It accelerates growth. Often the flywheel will involve a sales or marketing function or agents. Or customer acquisition. And the flywheel accelerates growth.
It improves the operating performance and/or the rate of improvement of operating performance. So it makes something operationally cheaper, faster or better. Say the functioning of the factory. Or the performance of a machine learning function.
It creates a superior key assets or capability. That’s a more strategic sub-version of 3. It’s great to have a flywheel in a strategic operating asset or capability.

For machine learning, we are really talking about 2 and 3. The discussed flywheel makes the machine learning more efficient and effective. And it can have a particularly big effect on growth and performance early on. That’s what people are talking about with regards to the machine learning flywheel. They are looking at an operating model that can rapidly improve performance and accelerate growth.

However…

Just because you grow faster or have a superior product now, does not mean it will last. You might have had an operating flywheel that enabled you to create a French-English translator faster or cheaper than others. But eventually everyone will have that. Flywheels are usually an operating advantage in the short-term.

The Shape of the Learning Curve Matters in the Long-Term

For superior operating performance (or product improvement) in the long-term, you want to look at the shape of the learning curve.

Does proficiency keep increasing with more experience?

Does it flatline quickly? Like with a French-English translator.

Here’s how I think about operating flywheels versus the learning curve.

Flywheels are great. And can be important in accelerating parts of the curve. But they don’t change the ultimate shape. And the shape of the curve determines your ultimate competitive strength.

• AVAILABLE DATA:
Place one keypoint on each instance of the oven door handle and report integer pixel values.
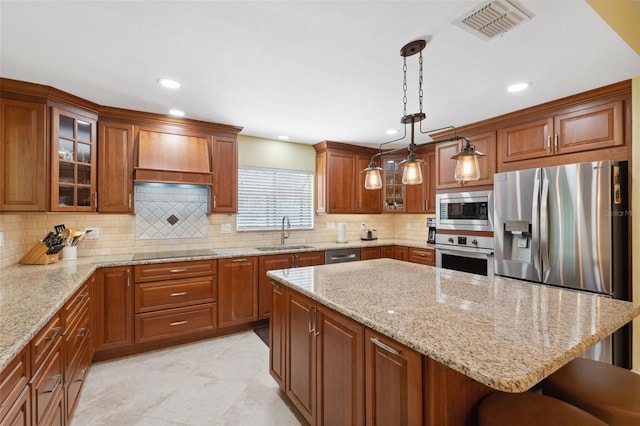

• JOBS:
(a) Using the text on machine learning flywheels, explain in one to three sentences why growing faster or having a superior product now does not mean the advantage will last.
(b) Continue the text on flywheels and learning curves, picking up right after its final sentence.
The listing has no connection to the text on machine learning flywheels.

• EXERCISE RESULTS:
(a) An operating flywheel might let you build something like a French-English translator faster or more cheaply than others, but eventually everyone will have that capability. Flywheels are therefore usually an operating advantage only in the short term.

(b)
That is the difference between an operating activity that is required (i.e., table stakes) versus one that can create a sustainable advantage.

Last Point: Rate of Learning by Machines Will Become Operating Table Stakes for Most Companies

Rate of learning by humans was kind of a niche, interesting topic in strategy. It mattered a lot for certain companies like Toyota and TSMC.

However, rate of learning by machines is becoming part of operating performance for most companies. It is part of the AI core for management and operations (DOB3). In the long-term, businesses are becoming intelligent. In the short-term, they are becoming really fast.

In my books, I talked about Algorithmic Learning (mostly a BCG idea).

This is when the rate of learning is no longer based on human learning (people looking at data and making decisions) but is instead based on learning by machines. So, sensors, cameras, computers, and AI are all handling real-time analysis and making automated decisions. For example:

Webpages, mobile apps, cameras, IoT devices, and other sensors are gathering data all the time. Computers no longer rely on humans or other computers for information. They can increasingly “see” the world for themselves via cameras, sensors, microphones, and web-crawlers. They are now continually gathering information about the physical and online worlds independent of human operators. Hence the term, computer vision.
They can combine real-time events and information flows with past information and accumulated information.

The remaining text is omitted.